Your assignment
From the records below, extract all the text exactly and leave the images behind.

Listed entries

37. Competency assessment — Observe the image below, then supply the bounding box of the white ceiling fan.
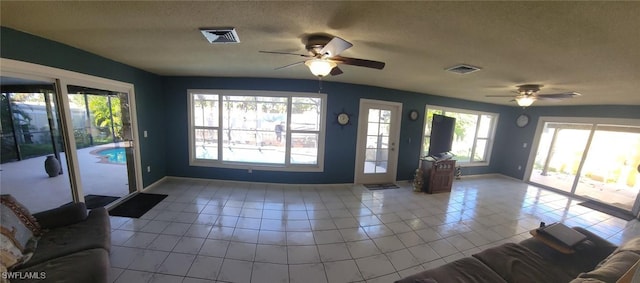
[260,33,385,77]
[487,84,581,107]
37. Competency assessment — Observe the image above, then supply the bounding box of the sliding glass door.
[2,59,142,212]
[528,118,640,214]
[530,123,592,193]
[574,125,640,211]
[67,85,137,202]
[1,76,74,212]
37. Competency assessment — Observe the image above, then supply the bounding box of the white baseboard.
[141,176,169,192]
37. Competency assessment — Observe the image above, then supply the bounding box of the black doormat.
[84,195,119,209]
[579,200,635,221]
[108,193,168,218]
[364,183,400,190]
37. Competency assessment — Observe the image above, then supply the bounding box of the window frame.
[421,105,499,167]
[188,89,326,172]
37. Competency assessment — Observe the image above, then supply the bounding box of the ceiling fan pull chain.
[318,77,323,93]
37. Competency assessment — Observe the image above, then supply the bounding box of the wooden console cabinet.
[421,159,456,194]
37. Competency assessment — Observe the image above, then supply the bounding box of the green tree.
[88,95,122,140]
[1,93,32,128]
[1,93,33,162]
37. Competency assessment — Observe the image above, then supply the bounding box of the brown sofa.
[396,227,640,283]
[8,202,111,283]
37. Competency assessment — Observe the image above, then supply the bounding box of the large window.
[188,90,326,171]
[422,105,498,165]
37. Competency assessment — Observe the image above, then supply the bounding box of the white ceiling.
[2,1,639,106]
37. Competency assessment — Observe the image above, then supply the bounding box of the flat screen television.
[428,114,456,157]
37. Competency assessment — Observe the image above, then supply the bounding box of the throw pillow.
[0,195,41,255]
[0,195,41,236]
[0,233,23,270]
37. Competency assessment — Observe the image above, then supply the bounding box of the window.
[188,90,326,171]
[422,105,498,165]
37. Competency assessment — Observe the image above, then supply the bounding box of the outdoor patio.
[0,143,130,213]
[530,170,640,211]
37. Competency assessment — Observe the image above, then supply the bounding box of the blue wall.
[4,27,639,185]
[1,27,166,187]
[163,77,509,183]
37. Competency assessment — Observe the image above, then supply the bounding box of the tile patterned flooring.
[108,176,640,283]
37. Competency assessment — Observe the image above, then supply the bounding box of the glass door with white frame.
[0,76,74,212]
[66,85,137,202]
[529,119,640,214]
[574,125,640,211]
[530,122,592,193]
[354,100,402,184]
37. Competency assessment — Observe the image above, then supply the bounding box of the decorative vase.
[44,155,60,177]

Exercise output
37. Competency assessment — Observe the image below, then supply the bounding box of the white ceiling fan.
[260,33,385,77]
[487,84,581,107]
37. Competency assessment — Observe the image above, then supply the bounding box of the sliding glass door.
[2,59,142,212]
[528,118,640,214]
[530,123,592,193]
[574,125,640,211]
[67,85,137,202]
[1,76,74,212]
37. Competency assessment — Observe the image above, then supply the bounding box of the white baseboard.
[141,176,169,192]
37. Competency assessment — Observe the image above, then supply the bounding box of the black doormat.
[84,195,119,209]
[579,200,635,221]
[108,193,168,218]
[364,183,400,190]
37. Competency assessment — Observe the image above, then supply the bounding box of the window frame.
[421,105,499,167]
[188,89,326,172]
37. Competency assessment — Observe the image above, then supply the bounding box of the ceiling fan pull chain.
[318,77,323,93]
37. Competency assessment — Observe the image above, then supply the bounding box of the wooden console cabinet.
[421,159,456,194]
37. Competency assessment — Observe the image above, then supply the bounding box of the green tree.
[88,95,122,140]
[1,93,32,128]
[1,93,33,162]
37. Competency assessment — Observe the image above, then supply the bounding box of the brown sofa.
[396,227,640,283]
[8,202,111,283]
37. Competency assessment — Observe the image above, then supply the bounding box of the large window.
[188,90,326,171]
[422,105,498,165]
37. Competency assessment — Observe the image above, then supply the bounding box of the white ceiling.
[2,1,639,106]
37. Competency assessment — Observe the image above, then supply the bounding box of the flat screen television.
[428,114,456,157]
37. Competency assessment — Observe the image above, then supply the bounding box of the throw pillow.
[0,195,41,255]
[0,195,41,236]
[0,233,23,270]
37. Competency assessment — Observe the image above, then supply the bounding box of the window.
[188,90,326,171]
[422,105,498,165]
37. Competency assessment — Observe the image above, then supply the bounding box of the outdoor patio.
[0,143,130,213]
[530,170,640,211]
37. Competency assessment — Observe the image above, then supply the bounding box of the blue wall.
[4,27,639,185]
[1,27,166,187]
[163,77,509,183]
37. Competency assessment — Observe the image above, then supply the bounding box of the tile patterned flooring.
[108,176,640,283]
37. Competency assessment — Observe the image above, then supply the bounding box of the glass door with white frame.
[0,76,74,212]
[66,85,137,202]
[529,119,640,214]
[574,125,640,211]
[530,122,592,193]
[354,100,402,184]
37. Competency assessment — Observe the image above, then supply the bounding box of the decorative vase.
[44,155,60,177]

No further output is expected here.